**BRANO DA LEGGERE**.
──────
La storia di Giwar, tra flashback e presente narrativo, inizia dalla sua nascita e ne affronta il contesto culturale e politico, soffermandosi sia sull’attivismo dei genitori che sulla carriera musicale del padre compositore. Nella parte centrale di Rheingold, l’Europa è vista idealmente come terra promessa e teatro di nuovi orizzonti. Si tratta di un ambiente che restituisce uno spettro di nuove possibili vite, di rinascite, però è anche e soprattutto un “luogo altro” in cui vengono dislocati tutti i demoni interiori e il vissuto del protagonista.

Rheingold si costruisce similmente al canone americano da gangster movie, perché, oltre alla struttura, questa rappresentazione dell’Europa non è lontana da ciò che rappresentano e hanno rappresentato gli Stati Uniti per molte storie di immigrati.
──────
**CONSEGNA**. Aggiorna la parte del brano su Rheingold che comincia con le parole "Rheingold si costruisce" e si chiude dopo "storie di immigrati.", mettendo "film di gangster" al posto di "gangster movie". Il materiale non ha alcun legame con il brano.

Righe del dataset:
──────
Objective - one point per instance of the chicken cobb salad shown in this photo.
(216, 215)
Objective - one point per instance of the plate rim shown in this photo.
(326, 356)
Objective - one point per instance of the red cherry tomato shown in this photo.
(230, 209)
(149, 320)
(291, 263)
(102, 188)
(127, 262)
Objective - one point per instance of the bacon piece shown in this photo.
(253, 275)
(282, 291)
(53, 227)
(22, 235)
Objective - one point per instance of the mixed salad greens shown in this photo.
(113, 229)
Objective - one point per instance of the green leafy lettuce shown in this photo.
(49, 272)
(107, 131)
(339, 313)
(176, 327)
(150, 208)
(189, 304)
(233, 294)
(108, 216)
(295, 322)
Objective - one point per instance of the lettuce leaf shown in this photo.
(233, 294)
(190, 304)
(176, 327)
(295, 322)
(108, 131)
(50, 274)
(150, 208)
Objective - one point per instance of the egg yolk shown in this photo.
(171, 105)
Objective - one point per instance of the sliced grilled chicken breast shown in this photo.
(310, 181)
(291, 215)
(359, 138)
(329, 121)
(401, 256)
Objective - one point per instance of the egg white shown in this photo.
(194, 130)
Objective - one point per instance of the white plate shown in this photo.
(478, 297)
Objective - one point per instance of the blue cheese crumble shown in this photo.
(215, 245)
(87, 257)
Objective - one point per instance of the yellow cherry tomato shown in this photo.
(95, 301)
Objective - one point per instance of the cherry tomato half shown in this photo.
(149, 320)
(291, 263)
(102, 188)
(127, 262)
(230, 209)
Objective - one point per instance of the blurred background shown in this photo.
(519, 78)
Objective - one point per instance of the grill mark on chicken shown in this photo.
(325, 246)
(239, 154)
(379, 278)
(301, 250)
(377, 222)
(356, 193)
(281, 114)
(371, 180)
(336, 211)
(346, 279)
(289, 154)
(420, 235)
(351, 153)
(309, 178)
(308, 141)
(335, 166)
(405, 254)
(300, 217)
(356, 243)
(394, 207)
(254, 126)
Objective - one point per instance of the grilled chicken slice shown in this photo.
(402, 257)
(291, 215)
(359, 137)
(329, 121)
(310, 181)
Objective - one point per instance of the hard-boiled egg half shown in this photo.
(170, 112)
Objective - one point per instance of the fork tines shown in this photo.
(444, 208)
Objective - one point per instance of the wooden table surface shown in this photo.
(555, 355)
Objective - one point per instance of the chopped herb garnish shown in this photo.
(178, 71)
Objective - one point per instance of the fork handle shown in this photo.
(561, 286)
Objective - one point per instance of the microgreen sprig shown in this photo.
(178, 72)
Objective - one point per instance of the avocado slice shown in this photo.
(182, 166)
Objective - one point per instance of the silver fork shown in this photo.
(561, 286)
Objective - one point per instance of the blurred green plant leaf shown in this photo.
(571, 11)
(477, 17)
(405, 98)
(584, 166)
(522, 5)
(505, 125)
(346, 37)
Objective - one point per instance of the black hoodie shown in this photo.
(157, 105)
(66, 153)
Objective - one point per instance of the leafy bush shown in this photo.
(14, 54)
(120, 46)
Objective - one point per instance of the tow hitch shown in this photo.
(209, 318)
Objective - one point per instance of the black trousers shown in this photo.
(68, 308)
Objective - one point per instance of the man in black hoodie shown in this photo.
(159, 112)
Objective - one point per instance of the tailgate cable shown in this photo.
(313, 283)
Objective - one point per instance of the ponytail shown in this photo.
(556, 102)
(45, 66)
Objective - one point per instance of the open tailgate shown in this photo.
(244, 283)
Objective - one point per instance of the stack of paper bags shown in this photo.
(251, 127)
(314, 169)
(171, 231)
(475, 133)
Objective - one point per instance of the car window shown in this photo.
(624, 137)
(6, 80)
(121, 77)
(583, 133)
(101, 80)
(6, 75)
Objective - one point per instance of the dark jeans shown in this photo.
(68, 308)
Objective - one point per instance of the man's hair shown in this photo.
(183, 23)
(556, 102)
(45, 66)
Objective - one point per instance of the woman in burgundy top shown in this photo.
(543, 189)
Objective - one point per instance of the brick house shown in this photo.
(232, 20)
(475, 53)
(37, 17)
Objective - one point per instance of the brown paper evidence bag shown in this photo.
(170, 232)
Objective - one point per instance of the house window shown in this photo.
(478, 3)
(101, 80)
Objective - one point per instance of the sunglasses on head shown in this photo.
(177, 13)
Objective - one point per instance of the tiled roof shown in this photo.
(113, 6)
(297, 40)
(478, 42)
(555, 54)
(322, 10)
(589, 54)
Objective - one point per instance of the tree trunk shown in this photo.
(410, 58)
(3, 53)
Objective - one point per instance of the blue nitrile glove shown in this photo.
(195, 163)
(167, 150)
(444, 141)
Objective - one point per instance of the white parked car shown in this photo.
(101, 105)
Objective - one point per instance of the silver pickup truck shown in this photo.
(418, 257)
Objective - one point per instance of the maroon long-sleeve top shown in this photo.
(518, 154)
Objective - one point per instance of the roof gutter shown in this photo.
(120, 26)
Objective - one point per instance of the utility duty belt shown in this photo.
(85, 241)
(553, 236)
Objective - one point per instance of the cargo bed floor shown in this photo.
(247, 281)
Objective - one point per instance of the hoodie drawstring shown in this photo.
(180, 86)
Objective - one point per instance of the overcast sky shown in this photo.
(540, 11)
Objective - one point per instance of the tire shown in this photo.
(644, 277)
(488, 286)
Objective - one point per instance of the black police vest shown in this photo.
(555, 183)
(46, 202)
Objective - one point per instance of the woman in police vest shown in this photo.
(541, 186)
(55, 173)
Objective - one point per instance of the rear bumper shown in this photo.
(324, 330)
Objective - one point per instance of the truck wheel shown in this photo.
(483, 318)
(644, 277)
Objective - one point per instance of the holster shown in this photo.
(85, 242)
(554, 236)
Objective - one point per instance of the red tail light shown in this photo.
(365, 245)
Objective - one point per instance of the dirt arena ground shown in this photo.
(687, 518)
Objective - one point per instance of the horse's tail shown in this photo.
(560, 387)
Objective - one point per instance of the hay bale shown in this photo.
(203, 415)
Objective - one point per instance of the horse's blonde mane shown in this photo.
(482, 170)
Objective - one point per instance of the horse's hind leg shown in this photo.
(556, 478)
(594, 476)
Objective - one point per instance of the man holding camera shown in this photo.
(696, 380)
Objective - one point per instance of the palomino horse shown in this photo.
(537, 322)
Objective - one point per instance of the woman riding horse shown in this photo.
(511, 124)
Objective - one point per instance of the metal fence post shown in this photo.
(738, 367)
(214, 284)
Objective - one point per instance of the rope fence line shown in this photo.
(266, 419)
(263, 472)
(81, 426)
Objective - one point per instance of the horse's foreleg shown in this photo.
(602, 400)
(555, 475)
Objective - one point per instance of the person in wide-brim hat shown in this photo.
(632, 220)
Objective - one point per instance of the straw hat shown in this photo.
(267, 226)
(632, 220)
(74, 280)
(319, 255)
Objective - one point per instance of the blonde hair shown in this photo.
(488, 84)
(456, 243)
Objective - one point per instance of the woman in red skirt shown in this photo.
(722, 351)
──────
**RISPOSTA**.
Rheingold si costruisce similmente al canone americano da film di gangster, perché, oltre alla struttura, questa rappresentazione dell’Europa non è lontana da ciò che rappresentano e hanno rappresentato gli Stati Uniti per molte storie di immigrati.